Exercise requirements
Can you reproduce, unchanged, the rows from the line with "Keep to two rules. Tag each instance of the peeled" up to and including the line with "x=119 y=207"?

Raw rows
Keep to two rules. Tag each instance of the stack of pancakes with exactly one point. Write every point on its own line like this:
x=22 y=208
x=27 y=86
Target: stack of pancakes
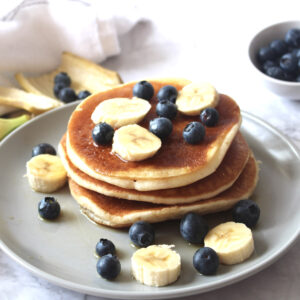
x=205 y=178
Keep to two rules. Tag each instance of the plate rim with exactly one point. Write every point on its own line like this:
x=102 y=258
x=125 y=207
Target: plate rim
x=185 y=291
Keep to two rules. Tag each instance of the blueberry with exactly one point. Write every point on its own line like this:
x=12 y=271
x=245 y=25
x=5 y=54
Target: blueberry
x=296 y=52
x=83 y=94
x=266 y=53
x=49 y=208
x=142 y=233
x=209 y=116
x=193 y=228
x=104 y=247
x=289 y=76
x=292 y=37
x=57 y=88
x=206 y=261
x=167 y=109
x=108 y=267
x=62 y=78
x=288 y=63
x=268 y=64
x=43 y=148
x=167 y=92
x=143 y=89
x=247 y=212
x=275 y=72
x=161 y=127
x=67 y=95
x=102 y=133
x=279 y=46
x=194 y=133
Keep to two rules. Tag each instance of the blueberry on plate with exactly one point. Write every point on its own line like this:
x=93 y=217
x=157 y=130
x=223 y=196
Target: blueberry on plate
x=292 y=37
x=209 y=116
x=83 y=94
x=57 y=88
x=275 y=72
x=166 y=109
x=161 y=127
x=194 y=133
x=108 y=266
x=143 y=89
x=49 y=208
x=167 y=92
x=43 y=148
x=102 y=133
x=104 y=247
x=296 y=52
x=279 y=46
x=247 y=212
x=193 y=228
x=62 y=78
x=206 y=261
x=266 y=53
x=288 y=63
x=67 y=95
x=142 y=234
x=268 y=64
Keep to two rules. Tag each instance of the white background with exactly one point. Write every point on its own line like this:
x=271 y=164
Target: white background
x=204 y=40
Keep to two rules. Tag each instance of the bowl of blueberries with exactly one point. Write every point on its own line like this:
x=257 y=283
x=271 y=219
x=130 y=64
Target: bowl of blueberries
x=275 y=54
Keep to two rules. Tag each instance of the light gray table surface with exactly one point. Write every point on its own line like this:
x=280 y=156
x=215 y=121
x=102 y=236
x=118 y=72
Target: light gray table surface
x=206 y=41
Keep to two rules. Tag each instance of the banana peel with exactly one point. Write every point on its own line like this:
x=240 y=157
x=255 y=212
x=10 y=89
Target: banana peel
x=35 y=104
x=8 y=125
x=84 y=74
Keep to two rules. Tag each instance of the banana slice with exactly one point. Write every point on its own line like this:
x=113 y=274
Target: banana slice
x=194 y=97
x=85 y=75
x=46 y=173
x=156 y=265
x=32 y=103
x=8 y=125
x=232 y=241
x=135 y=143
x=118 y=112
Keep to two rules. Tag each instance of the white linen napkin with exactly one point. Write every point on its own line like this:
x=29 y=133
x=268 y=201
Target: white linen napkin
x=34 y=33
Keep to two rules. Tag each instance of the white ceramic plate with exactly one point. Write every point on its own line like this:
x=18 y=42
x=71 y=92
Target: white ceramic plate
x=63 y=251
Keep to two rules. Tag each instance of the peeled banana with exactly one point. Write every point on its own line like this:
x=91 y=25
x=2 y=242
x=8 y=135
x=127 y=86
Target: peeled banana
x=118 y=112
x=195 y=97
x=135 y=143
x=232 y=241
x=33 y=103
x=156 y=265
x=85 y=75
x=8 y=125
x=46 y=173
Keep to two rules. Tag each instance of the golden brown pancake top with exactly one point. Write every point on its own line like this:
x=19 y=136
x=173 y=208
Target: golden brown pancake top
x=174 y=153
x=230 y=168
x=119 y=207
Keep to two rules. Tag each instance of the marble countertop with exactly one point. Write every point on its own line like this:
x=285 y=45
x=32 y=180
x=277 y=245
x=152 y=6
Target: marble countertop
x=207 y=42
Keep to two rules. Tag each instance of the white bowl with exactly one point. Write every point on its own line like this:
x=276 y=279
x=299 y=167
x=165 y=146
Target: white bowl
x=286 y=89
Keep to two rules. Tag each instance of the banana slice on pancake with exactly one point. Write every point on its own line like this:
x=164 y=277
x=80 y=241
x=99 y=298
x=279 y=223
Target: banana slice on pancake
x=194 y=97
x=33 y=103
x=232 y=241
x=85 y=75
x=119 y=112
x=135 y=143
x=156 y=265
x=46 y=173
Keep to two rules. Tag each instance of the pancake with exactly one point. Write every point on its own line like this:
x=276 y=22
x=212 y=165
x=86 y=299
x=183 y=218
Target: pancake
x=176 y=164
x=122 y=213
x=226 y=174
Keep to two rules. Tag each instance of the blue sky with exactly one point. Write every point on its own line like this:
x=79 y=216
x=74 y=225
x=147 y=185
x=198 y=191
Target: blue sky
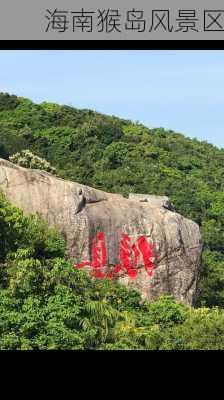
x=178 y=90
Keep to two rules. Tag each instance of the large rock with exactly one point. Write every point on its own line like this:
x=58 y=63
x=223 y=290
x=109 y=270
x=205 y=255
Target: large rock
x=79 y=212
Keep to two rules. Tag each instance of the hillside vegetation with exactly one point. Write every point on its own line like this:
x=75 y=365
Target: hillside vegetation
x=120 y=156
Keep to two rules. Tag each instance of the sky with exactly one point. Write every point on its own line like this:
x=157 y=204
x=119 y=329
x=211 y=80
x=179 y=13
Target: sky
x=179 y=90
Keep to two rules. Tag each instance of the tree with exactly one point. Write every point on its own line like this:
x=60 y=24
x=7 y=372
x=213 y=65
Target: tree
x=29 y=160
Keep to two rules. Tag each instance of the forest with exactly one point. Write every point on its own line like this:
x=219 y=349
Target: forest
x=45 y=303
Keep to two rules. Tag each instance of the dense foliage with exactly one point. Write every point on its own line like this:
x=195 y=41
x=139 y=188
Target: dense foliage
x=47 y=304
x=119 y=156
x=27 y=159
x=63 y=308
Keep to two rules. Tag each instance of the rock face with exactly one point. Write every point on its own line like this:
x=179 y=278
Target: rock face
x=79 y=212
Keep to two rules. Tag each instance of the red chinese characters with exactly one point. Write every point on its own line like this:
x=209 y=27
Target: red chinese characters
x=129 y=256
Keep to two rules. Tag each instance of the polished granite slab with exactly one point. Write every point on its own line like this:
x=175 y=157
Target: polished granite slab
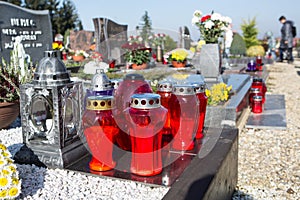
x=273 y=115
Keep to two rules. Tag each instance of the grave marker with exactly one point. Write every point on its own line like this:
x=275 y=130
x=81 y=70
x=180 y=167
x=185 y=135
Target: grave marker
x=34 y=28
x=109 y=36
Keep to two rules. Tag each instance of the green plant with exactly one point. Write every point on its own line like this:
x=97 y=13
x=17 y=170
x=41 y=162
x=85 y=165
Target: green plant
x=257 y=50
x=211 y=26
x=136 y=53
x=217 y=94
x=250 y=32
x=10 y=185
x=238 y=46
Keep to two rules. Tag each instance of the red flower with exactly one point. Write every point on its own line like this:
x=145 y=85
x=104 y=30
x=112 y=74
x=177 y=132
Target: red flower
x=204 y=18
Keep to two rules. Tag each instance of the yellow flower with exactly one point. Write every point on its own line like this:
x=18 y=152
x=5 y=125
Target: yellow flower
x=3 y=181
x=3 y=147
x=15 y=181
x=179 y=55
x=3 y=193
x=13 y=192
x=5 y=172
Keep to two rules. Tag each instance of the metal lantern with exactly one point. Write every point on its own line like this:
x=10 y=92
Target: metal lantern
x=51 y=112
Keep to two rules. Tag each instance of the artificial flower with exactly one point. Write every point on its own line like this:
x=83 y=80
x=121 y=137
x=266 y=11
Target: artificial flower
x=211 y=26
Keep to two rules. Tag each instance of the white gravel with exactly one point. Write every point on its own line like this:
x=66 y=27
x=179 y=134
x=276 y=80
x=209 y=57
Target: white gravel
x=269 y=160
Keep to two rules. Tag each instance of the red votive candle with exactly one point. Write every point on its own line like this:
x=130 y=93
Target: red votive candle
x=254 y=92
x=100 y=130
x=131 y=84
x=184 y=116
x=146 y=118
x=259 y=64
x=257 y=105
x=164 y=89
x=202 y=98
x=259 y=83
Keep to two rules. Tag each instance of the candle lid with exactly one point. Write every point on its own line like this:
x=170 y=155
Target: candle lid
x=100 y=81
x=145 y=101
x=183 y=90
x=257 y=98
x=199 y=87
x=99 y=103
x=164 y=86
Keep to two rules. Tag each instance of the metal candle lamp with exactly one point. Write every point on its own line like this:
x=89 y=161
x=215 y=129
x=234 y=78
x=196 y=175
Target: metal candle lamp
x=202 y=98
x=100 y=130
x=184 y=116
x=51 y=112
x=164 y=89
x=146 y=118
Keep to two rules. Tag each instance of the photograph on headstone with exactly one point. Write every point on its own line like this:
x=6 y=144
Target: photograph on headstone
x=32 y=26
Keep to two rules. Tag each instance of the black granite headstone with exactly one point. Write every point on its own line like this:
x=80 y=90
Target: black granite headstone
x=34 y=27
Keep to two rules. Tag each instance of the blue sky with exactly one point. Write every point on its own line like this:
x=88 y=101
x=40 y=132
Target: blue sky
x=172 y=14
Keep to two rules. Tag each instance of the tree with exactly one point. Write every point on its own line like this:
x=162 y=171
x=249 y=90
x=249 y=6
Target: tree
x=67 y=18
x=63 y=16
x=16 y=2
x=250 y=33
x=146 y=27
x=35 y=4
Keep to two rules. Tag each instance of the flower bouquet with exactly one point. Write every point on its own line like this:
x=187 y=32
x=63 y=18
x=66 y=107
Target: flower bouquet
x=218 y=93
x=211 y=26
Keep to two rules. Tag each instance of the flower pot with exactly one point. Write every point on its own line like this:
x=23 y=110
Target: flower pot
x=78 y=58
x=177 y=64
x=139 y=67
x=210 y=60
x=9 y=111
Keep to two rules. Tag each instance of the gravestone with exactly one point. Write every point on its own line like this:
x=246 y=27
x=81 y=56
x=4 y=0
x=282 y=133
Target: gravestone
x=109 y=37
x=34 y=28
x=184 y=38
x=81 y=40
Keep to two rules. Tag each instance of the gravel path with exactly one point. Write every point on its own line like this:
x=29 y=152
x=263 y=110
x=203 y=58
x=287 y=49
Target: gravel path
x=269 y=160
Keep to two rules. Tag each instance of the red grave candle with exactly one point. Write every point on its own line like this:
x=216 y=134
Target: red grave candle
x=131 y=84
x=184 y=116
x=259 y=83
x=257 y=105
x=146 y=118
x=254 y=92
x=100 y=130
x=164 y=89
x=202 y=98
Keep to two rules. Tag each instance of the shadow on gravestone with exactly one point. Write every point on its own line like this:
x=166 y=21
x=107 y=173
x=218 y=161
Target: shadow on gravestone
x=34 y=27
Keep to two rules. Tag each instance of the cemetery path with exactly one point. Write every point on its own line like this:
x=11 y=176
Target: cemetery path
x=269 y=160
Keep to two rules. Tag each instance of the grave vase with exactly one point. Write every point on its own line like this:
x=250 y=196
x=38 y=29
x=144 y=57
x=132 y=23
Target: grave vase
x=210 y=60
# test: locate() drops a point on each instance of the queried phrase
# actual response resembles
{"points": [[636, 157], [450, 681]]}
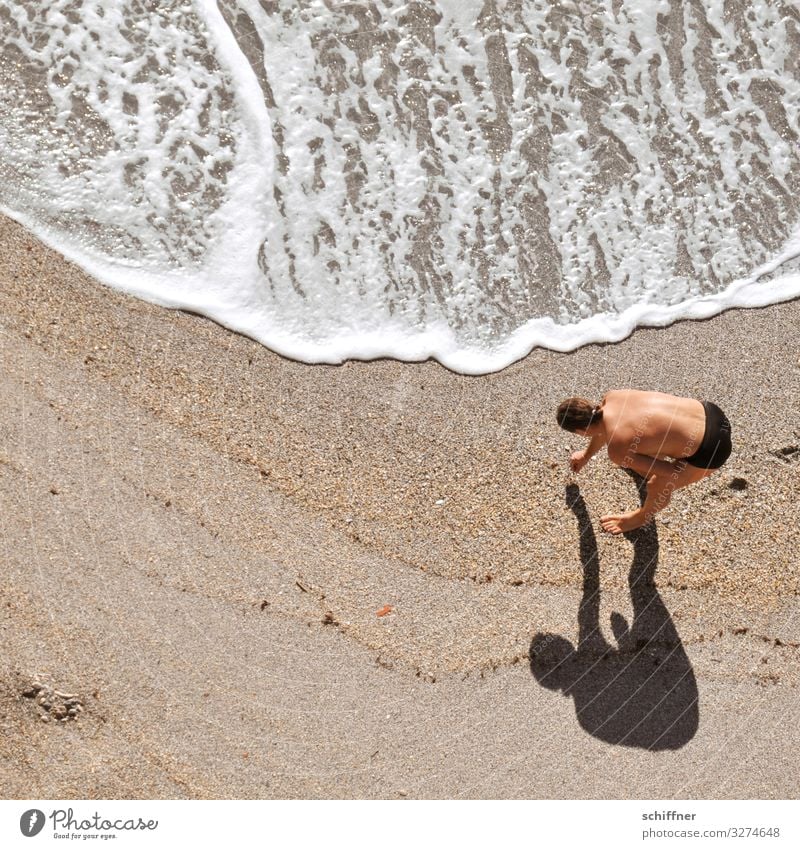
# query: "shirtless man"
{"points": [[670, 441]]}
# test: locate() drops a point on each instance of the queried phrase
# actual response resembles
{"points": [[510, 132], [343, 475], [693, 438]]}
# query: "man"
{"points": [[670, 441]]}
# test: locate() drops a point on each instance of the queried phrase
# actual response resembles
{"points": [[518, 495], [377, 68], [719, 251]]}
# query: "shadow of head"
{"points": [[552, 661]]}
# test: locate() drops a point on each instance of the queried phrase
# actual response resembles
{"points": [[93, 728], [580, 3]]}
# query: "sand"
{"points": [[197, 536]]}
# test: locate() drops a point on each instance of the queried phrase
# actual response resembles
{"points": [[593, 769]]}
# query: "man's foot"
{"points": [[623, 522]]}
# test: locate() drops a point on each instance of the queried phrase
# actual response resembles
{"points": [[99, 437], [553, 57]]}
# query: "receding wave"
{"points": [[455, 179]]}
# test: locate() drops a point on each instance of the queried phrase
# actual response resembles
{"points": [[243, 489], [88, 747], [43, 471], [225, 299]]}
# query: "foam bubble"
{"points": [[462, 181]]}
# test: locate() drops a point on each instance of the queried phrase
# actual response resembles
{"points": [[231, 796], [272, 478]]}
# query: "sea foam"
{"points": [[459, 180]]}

Solution to the problem
Keep to two rules. Tag each instance of the peeled banana with exactly one point. Write every point on its own line like this:
x=91 y=25
x=2 y=242
x=8 y=135
x=127 y=86
Target: peeled banana
x=118 y=112
x=195 y=97
x=135 y=143
x=232 y=241
x=33 y=103
x=156 y=265
x=85 y=75
x=8 y=125
x=46 y=173
Keep to two rules. Tag each instance of the golden brown pancake top with exactly one point. Write every point on its own line like this:
x=19 y=136
x=173 y=208
Target: golden brown pancake top
x=174 y=153
x=230 y=168
x=119 y=207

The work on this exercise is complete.